:: WHAT IS NEEDED ::
Find each line in the material below that contains the string "wooden" and copy those lines out, treating uppercase and lowercase letters as different.

:: DATA IN THIS EXERCISE ::
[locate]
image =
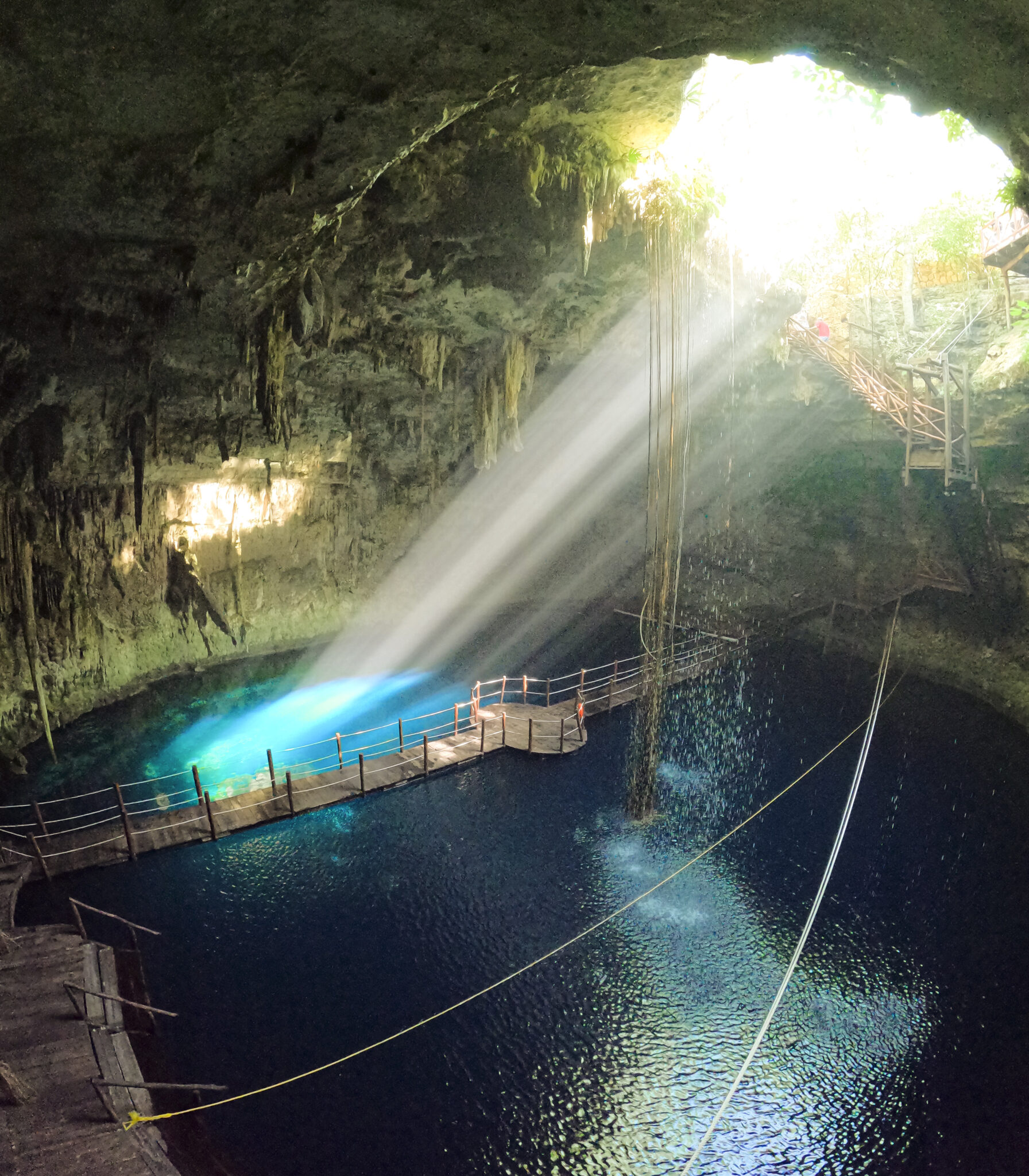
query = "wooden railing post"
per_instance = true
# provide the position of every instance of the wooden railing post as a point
(39, 819)
(40, 859)
(911, 382)
(966, 417)
(210, 815)
(125, 823)
(947, 426)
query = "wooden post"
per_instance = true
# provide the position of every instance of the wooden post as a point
(79, 923)
(39, 858)
(911, 381)
(210, 815)
(966, 417)
(947, 428)
(829, 629)
(125, 823)
(39, 819)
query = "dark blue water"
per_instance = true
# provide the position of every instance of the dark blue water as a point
(902, 1046)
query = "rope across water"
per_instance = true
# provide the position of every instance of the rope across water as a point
(136, 1117)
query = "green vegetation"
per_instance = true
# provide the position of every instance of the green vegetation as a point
(833, 85)
(951, 230)
(958, 126)
(1014, 192)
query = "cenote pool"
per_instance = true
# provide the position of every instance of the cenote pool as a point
(902, 1046)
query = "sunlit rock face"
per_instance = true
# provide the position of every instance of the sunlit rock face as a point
(274, 284)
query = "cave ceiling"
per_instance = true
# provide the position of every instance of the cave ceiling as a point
(160, 154)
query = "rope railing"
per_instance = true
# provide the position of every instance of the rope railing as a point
(591, 684)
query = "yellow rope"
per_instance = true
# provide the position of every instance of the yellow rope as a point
(136, 1117)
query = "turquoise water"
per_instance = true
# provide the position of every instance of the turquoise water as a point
(902, 1046)
(224, 721)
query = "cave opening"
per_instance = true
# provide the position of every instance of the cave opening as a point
(338, 481)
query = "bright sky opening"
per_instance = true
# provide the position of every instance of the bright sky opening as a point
(790, 158)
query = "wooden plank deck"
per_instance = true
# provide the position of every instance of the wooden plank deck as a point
(507, 729)
(65, 1129)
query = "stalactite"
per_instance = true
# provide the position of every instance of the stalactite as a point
(137, 431)
(487, 421)
(272, 376)
(514, 373)
(29, 633)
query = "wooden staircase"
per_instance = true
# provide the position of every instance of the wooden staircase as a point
(935, 439)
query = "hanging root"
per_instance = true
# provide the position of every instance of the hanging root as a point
(670, 232)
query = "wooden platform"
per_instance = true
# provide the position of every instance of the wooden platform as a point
(507, 730)
(65, 1129)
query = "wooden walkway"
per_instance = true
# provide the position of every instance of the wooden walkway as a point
(558, 729)
(934, 438)
(65, 1129)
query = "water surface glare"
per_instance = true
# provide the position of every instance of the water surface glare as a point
(901, 1046)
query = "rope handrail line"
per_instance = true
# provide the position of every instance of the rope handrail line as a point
(136, 1117)
(848, 808)
(589, 682)
(76, 817)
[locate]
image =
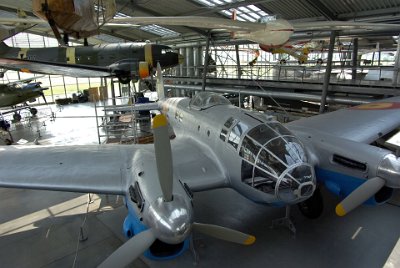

:: WRITTEN SOLUTION ::
query = "wooden railing post"
# provide the position of every instance of the wooden railing post as a point
query = "wooden post"
# provide the position of every instance of the wooden post as a point
query = "wooden plank deck"
# provide the position of every instance of the wooden plank deck as a point
query = "wooden staircase"
# provide the position of every instance of the wooden staircase as a point
query = "wooden platform"
# provide the position of every instance of the wooden platform as a point
query = "wooden walkway"
# provide the position of every instance of the wooden walkway as a point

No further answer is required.